> [TO DO] Tally the lines below that contain the string "woman" and reply with the count alone.
### PROVIDED RECORDS
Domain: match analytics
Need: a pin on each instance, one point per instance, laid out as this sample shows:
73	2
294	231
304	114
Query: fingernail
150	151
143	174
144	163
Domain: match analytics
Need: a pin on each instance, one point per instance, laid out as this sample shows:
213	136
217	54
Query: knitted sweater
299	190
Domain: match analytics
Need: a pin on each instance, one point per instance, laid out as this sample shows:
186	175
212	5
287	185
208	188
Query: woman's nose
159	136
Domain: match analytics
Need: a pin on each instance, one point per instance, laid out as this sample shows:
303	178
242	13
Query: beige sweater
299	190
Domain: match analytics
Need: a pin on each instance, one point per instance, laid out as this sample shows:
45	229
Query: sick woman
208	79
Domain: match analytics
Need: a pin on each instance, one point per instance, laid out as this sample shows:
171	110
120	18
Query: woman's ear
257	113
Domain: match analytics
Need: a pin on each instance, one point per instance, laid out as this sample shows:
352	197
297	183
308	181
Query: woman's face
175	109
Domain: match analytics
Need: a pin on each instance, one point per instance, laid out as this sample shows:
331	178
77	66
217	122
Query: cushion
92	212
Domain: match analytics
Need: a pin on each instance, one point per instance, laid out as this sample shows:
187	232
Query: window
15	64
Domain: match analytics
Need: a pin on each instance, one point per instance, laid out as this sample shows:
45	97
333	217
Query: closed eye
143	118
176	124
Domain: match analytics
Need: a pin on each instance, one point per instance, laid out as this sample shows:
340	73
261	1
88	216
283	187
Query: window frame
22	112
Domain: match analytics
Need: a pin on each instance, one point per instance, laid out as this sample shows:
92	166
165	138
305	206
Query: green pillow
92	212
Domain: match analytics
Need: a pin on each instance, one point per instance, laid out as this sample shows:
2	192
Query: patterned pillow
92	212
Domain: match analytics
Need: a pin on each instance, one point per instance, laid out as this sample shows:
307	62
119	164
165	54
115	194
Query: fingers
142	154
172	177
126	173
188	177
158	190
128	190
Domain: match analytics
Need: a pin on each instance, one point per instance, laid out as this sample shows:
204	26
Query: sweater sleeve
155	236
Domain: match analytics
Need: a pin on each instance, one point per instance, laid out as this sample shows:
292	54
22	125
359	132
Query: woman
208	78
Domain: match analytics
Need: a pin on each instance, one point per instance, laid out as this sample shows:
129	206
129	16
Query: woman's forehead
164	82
######
> [COMPLETED EXERCISE] 6